=== EXERCISE TASK ===
List every line in the entries below that contains the string "trunk".

++++ DATASET

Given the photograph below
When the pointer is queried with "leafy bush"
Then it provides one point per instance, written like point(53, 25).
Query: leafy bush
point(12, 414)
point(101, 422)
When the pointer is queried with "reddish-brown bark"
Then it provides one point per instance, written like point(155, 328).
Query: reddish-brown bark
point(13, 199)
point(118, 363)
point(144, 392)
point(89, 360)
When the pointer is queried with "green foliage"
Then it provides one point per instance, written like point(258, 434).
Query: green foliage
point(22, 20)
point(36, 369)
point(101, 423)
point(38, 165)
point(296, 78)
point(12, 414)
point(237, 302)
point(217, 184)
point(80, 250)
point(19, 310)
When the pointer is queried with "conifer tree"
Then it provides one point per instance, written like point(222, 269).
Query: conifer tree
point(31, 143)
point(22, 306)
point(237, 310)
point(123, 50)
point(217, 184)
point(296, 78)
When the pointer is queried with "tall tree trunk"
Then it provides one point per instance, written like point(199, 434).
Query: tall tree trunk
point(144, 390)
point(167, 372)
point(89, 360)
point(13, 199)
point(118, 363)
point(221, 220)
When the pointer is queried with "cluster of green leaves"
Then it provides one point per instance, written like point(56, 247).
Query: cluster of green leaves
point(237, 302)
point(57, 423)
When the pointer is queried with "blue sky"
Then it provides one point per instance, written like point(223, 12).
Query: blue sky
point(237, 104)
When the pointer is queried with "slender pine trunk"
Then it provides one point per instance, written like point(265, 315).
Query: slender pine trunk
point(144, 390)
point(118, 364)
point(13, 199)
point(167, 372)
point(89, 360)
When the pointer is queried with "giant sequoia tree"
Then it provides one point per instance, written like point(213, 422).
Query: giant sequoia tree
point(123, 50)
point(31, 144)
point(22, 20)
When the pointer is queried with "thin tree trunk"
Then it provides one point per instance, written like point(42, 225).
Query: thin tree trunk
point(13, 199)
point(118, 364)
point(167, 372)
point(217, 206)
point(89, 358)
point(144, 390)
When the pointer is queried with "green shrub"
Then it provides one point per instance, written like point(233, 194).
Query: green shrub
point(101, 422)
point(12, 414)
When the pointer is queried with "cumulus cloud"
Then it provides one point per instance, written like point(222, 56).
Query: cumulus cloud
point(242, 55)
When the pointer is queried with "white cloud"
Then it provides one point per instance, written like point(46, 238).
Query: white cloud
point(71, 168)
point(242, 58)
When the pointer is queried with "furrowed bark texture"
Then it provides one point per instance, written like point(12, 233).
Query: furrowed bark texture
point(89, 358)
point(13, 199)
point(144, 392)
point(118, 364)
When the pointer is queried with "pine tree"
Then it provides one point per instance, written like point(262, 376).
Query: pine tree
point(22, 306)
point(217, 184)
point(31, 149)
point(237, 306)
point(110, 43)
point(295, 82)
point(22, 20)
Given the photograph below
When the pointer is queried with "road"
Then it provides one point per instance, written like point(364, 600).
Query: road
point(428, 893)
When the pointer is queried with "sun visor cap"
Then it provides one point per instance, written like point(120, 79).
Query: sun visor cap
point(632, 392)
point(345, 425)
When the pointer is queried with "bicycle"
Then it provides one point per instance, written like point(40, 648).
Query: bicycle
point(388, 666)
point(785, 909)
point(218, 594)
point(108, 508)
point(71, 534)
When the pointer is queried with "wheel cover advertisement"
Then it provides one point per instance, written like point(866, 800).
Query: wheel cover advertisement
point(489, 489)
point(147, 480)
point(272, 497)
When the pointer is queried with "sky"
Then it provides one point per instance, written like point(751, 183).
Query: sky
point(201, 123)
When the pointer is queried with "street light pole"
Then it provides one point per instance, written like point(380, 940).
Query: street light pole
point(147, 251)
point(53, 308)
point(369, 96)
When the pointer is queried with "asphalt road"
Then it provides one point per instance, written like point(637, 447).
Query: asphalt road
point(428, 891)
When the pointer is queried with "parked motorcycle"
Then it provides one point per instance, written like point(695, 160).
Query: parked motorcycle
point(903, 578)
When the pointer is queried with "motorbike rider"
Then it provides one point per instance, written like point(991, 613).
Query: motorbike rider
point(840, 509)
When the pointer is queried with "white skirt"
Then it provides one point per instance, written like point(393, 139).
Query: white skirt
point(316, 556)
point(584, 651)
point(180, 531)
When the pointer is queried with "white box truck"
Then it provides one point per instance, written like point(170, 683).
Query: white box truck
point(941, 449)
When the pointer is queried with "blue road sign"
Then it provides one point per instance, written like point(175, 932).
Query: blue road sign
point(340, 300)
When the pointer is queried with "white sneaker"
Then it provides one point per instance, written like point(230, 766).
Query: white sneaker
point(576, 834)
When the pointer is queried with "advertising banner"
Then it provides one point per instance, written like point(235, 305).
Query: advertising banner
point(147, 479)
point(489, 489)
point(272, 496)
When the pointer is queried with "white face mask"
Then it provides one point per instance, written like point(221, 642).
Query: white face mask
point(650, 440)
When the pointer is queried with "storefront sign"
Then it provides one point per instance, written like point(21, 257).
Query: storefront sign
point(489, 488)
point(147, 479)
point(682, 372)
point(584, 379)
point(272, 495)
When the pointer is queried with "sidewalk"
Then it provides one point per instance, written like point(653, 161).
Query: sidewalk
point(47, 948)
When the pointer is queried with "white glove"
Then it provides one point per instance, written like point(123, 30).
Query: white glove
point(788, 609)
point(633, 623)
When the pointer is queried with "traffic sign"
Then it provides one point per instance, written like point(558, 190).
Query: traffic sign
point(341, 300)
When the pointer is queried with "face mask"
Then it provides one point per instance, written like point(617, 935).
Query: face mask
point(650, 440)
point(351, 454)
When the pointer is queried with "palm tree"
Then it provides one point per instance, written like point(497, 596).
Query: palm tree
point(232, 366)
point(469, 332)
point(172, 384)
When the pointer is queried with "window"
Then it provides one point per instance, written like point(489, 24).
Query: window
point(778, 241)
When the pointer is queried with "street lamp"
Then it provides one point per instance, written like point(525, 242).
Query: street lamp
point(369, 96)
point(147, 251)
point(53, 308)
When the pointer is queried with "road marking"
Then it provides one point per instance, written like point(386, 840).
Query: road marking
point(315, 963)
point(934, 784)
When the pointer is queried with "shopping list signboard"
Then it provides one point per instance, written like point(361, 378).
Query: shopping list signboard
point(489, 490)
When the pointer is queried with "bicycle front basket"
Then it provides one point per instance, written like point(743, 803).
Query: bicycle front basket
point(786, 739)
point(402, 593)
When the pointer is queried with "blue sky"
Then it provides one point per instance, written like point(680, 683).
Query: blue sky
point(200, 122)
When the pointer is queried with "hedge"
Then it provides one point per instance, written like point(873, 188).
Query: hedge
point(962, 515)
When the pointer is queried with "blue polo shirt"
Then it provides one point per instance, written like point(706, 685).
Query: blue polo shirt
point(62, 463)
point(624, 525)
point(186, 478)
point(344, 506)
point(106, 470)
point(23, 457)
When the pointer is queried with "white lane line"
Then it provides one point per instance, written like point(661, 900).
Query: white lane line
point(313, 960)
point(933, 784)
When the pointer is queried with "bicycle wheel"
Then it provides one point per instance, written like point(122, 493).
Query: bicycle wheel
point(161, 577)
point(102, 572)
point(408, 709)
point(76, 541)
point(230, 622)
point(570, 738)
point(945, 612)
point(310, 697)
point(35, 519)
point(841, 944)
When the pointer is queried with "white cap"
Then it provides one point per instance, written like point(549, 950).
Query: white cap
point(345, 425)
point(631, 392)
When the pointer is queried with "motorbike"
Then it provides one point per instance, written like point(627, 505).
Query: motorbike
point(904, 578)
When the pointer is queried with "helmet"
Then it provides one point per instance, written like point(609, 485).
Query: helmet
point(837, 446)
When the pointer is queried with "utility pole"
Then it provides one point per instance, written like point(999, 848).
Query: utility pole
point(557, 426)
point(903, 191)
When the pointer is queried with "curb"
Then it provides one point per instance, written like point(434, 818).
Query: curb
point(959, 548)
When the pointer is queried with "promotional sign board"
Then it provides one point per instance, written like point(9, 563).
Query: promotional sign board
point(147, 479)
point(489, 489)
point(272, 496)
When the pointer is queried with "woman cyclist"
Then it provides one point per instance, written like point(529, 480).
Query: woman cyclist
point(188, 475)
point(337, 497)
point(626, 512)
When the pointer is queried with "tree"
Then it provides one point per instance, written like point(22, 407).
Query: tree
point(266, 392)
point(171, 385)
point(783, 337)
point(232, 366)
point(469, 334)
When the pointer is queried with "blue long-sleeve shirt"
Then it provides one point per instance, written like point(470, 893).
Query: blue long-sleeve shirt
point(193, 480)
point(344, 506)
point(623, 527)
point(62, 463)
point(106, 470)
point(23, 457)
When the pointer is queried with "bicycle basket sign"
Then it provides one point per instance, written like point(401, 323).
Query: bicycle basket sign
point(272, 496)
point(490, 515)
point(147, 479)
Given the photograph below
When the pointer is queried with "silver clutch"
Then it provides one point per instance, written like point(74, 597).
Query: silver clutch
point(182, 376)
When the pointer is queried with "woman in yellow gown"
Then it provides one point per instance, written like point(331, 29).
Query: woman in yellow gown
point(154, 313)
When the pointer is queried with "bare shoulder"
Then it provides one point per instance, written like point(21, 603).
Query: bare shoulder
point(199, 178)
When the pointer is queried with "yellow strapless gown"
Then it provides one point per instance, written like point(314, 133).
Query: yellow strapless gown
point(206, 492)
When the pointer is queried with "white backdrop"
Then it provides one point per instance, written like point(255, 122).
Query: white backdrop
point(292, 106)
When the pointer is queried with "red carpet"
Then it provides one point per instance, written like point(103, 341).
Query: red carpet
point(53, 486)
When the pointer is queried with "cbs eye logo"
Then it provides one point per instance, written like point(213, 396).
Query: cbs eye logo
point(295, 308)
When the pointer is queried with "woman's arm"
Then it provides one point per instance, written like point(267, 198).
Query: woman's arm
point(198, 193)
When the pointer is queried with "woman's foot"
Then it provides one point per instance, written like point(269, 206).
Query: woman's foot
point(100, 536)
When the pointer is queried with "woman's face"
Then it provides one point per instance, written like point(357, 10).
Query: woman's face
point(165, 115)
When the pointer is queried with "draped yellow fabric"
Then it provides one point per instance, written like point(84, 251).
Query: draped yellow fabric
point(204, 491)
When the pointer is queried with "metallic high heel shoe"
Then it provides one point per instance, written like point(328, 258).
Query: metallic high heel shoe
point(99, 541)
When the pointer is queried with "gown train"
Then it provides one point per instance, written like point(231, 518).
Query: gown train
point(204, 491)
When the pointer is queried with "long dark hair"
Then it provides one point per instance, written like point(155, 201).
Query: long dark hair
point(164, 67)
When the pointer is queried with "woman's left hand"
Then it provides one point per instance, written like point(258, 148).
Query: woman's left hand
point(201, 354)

++++++++

=== TASK OUTPUT ===
When the pointer is queried with "tall tree trunk"
Query: tall tree trunk
When the pointer is queried with "slender pine trunk"
Query: slender pine trunk
When the pointer is queried with "thin tree trunk"
Query: thin tree trunk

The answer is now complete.